• **WORK REQUEST**: From the plot summary below, write out word for word everything from "In preparation for" down to "techniques from Tone.".

• **GIVEN TEXT**:
..............................

In preparation for a private birthday party hosted by a retired general, Paul demands that Aoy slice and fry wagyu beef to exacting specifications. After many failed attempts, she walks out in frustration but returns and practices frying the meat all night until Paul finally approves. At the party, Aoy fries the meat in front of the guests, who include entrepreneur Tos, a business rival of Paul. As Aoy continues working with the relentless Paul, she faces the limits of her skills and studies more cooking techniques from Tone.

Hunger's soup specialist Tue is fired for stealing ingredients, forcing sous-chef Dang to pick up the slack for Hunger's next client, a family of three. When Paul tries the soup, he tosses it out and remakes it using cheap ingredients on hand, later explaining that he tasted shrimp in the original soup even though he warned his chefs that the client's young daughter had a shellfish allergy. Paul deduces Dang sabotaged the soup due to his jealousy over Hunger's younger chefs surpassing him. Dang stabs Paul with a knife and storms out. Aoy visits the hospitalized Paul, who opens up about the reason he became a chef. His mother was a maid for an extravagantly rich family, and she was forced to make restitution when he broke a jar of caviar. The incident made Paul realize that the rich view food as a status symbol and take flavor and nourishment for granted, and he resolved to become a chef of such renown that rich people would debase themselves to have him cook for them. Aoy is distraught by her father suffering a health crisis, as well as learning that Hunger's previous client was a construction executive heavily in debt who killed his wife, daughter, and himself after they ate their meal.

..............................

• **GIVEN DATA**:
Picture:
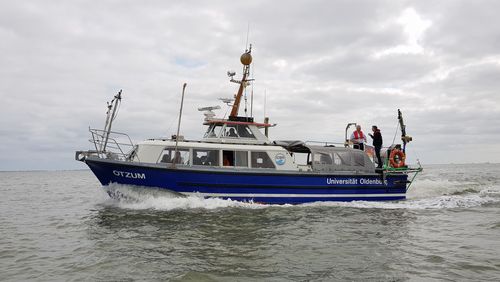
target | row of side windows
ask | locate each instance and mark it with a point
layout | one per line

..............................

• **RESULT FOR THIS EXERCISE**:
In preparation for a private birthday party hosted by a retired general, Paul demands that Aoy slice and fry wagyu beef to exacting specifications. After many failed attempts, she walks out in frustration but returns and practices frying the meat all night until Paul finally approves. At the party, Aoy fries the meat in front of the guests, who include entrepreneur Tos, a business rival of Paul. As Aoy continues working with the relentless Paul, she faces the limits of her skills and studies more cooking techniques from Tone.